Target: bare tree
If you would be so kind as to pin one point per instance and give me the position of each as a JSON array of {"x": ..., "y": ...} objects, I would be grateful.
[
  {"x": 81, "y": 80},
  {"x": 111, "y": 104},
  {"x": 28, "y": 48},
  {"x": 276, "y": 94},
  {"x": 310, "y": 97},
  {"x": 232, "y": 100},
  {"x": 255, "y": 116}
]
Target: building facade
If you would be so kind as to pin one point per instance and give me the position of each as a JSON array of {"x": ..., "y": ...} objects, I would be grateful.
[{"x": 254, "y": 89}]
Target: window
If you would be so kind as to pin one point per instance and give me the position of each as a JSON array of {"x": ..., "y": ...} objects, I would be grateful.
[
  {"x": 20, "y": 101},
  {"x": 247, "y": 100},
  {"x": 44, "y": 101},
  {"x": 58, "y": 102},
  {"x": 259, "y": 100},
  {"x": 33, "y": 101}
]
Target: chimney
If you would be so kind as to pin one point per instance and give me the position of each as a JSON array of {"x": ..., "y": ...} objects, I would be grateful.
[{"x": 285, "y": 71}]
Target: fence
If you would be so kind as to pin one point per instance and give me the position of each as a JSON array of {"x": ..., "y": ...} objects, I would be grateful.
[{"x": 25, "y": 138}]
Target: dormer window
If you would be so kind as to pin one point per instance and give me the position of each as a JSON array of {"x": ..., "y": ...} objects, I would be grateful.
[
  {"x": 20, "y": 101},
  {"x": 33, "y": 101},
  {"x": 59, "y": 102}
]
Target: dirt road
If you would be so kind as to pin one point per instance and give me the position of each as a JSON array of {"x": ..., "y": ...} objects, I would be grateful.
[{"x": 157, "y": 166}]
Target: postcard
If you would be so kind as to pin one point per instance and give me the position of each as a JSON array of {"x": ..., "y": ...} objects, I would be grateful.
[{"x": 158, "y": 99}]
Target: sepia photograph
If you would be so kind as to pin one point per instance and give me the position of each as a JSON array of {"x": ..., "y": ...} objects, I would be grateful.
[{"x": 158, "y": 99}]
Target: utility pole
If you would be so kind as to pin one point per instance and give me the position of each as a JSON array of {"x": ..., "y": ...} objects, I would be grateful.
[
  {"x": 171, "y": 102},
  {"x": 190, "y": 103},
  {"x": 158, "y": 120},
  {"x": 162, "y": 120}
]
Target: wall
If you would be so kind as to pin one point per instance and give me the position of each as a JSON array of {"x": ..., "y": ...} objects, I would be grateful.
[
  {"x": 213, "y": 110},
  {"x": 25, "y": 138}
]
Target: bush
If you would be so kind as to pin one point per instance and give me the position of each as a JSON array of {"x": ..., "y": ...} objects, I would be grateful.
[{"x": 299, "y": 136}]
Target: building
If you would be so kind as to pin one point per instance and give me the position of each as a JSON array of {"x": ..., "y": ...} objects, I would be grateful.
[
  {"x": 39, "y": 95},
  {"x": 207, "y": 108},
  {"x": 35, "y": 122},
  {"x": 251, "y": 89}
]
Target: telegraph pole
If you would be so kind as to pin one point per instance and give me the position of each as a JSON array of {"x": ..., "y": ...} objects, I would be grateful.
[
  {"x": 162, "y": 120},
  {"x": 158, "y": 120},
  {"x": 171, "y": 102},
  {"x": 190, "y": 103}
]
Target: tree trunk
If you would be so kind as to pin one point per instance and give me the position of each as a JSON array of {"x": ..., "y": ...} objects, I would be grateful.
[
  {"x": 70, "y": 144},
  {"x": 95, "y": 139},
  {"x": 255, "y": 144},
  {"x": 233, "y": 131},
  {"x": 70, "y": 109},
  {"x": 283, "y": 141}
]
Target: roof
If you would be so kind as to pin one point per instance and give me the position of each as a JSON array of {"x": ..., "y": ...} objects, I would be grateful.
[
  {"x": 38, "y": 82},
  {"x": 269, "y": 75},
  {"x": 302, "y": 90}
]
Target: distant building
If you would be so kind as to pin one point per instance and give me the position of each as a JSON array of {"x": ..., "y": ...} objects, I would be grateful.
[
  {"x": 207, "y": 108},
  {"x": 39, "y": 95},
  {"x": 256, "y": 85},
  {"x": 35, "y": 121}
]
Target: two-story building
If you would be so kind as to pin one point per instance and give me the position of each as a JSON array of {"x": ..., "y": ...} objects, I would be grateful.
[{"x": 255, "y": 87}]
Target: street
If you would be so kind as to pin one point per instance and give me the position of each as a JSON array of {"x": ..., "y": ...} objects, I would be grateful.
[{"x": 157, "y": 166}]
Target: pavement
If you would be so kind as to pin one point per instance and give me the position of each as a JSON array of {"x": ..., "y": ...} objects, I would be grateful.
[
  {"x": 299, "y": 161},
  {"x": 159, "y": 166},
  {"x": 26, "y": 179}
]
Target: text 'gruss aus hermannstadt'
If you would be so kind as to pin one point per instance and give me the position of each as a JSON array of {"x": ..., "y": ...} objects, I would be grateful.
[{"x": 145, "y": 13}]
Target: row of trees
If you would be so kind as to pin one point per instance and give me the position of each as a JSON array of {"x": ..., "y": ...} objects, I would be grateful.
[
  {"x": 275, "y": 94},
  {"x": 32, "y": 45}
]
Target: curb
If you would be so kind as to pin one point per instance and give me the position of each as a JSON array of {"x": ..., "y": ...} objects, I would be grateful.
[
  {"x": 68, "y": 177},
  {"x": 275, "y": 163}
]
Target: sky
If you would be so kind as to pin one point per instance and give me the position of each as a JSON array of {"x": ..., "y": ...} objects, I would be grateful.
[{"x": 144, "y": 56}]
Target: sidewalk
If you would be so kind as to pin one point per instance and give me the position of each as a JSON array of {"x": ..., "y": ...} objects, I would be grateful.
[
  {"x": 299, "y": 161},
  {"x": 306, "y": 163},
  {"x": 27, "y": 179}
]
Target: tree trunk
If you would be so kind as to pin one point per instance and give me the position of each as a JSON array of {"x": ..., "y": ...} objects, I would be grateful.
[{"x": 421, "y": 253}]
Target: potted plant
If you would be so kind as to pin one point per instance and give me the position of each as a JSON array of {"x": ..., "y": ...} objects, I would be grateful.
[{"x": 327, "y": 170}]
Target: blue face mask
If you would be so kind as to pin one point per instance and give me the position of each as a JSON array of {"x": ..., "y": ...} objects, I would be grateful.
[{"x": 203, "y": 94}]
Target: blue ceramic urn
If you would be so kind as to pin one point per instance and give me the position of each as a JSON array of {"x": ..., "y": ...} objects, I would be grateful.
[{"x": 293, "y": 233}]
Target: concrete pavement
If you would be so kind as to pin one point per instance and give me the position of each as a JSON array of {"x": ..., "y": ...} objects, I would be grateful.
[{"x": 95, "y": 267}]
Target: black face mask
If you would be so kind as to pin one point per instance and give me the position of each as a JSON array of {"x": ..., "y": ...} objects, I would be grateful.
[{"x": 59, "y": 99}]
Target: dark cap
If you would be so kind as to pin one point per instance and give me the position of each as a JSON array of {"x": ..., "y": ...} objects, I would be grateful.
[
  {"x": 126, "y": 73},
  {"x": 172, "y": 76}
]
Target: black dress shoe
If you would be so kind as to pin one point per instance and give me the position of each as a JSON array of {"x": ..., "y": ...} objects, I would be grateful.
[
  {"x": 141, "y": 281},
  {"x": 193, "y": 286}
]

++++++++++

What is being asked
From the entries above, return each line with the word "building" in it.

Reply
Target: building facade
Target: building
Target: distant building
Target: two-story building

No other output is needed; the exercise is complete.